# WHAT TO WORK ON:
Everything from the line that contains "# test: pointer marks the woman with" through the final line of the records should be written out exactly, and nothing outside that span.

# INFORMATION GIVEN:

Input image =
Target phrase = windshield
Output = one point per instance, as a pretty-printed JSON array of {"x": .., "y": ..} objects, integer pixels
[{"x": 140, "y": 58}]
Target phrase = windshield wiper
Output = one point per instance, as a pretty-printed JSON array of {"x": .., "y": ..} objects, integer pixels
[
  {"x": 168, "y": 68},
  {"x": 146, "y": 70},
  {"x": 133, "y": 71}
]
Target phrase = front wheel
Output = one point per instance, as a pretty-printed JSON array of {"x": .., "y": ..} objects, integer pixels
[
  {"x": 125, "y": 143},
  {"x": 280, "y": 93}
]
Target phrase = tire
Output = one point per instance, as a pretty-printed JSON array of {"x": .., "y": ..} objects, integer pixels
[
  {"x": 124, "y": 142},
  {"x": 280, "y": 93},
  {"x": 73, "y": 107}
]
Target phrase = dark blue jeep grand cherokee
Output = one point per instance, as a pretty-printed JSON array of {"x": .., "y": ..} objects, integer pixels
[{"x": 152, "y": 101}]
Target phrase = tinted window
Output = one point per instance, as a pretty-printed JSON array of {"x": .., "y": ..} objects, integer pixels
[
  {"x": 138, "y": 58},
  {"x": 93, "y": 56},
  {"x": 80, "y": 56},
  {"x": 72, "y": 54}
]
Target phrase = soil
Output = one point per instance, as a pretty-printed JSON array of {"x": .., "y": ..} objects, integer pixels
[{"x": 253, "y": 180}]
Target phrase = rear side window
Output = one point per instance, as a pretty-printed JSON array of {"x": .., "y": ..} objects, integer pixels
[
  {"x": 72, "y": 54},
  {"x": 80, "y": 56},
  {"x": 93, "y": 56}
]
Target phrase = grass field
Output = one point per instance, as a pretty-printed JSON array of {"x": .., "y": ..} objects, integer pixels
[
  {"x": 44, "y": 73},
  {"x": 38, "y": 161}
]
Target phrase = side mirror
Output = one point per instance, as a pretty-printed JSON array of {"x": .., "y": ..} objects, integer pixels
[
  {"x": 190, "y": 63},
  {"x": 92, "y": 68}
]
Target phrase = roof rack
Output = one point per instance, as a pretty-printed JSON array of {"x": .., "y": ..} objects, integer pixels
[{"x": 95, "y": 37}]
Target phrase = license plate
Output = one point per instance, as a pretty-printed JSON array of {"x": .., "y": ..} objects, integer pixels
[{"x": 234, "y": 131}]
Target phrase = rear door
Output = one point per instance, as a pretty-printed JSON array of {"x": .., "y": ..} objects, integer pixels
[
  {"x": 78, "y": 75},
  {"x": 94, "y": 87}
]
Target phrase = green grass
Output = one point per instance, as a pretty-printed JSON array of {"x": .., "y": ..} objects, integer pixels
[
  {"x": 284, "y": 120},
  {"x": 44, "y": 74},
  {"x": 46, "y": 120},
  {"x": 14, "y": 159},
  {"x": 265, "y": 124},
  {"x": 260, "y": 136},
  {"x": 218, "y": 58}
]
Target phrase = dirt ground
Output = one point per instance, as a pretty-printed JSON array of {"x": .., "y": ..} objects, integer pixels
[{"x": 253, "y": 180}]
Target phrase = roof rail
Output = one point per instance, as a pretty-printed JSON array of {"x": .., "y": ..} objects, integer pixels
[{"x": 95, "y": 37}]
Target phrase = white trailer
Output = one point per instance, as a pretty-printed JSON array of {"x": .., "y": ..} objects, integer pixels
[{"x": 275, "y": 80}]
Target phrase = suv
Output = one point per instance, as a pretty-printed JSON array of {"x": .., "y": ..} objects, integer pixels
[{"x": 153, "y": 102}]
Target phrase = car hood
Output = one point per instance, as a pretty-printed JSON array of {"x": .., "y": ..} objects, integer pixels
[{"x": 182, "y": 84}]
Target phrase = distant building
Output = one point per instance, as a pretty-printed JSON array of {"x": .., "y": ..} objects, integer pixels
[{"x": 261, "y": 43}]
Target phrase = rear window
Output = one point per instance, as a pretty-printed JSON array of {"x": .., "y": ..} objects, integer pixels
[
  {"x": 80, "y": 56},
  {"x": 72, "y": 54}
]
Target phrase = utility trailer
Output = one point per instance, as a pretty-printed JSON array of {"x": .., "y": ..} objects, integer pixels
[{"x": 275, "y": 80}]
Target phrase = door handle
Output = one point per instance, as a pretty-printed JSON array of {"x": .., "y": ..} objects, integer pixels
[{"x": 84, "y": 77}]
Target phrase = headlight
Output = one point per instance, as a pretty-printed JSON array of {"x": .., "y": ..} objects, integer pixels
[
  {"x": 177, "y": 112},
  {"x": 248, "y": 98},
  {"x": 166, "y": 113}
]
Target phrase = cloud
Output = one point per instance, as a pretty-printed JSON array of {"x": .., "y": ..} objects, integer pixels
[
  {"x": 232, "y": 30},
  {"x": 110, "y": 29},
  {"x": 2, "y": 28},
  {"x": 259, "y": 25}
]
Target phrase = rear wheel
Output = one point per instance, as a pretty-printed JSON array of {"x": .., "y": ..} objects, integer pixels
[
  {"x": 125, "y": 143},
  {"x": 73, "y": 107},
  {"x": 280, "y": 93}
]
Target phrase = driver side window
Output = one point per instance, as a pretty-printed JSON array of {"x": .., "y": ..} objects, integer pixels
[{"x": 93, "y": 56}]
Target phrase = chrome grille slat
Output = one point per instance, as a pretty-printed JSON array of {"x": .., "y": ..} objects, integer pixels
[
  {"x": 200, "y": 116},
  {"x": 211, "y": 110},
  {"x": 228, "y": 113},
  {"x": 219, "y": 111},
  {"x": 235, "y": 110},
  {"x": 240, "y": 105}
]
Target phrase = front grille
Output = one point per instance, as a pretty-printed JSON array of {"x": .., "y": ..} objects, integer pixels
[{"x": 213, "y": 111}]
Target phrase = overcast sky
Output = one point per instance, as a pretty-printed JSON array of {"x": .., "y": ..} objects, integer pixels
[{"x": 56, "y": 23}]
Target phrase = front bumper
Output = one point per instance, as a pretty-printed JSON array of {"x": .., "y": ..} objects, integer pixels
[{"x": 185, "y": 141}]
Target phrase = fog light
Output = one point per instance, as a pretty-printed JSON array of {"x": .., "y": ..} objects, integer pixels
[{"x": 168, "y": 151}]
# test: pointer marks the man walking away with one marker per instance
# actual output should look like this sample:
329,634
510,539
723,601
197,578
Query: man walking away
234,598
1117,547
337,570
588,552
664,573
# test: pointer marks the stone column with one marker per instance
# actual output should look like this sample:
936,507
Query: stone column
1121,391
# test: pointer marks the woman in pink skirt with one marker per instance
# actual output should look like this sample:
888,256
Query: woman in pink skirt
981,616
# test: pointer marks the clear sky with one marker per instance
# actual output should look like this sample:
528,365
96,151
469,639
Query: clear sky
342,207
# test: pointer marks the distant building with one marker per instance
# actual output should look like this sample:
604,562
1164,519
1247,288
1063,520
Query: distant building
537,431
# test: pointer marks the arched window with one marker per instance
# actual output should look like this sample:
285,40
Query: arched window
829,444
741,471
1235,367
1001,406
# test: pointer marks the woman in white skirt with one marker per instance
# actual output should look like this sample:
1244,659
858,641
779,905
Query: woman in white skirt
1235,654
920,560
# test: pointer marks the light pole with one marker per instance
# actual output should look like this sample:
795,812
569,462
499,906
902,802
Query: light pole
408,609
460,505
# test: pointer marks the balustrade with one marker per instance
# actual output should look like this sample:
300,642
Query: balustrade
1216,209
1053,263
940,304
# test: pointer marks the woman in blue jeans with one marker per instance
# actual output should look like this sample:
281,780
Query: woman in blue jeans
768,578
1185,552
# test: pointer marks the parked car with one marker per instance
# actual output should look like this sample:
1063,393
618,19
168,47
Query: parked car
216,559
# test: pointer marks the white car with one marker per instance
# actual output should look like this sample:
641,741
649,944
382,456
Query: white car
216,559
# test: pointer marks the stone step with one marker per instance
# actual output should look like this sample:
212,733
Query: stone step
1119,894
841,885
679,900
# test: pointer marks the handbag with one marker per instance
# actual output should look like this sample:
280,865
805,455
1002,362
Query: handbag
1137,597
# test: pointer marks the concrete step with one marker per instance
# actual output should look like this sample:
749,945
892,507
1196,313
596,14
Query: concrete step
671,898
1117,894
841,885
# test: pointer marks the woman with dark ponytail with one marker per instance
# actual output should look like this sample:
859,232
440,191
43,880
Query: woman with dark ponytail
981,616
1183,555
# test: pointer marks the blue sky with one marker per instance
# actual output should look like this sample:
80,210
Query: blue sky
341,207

# EXERCISE ANSWER:
# test: pointer marks the woman with dark ponytail with one marker per instance
# actual output should look like this sample:
859,232
440,191
43,880
Query: woman with dark ponytail
981,616
1183,555
# test: pointer marks the blue sky with one marker per instance
# actual output should look like this sample:
80,210
Query: blue sky
341,207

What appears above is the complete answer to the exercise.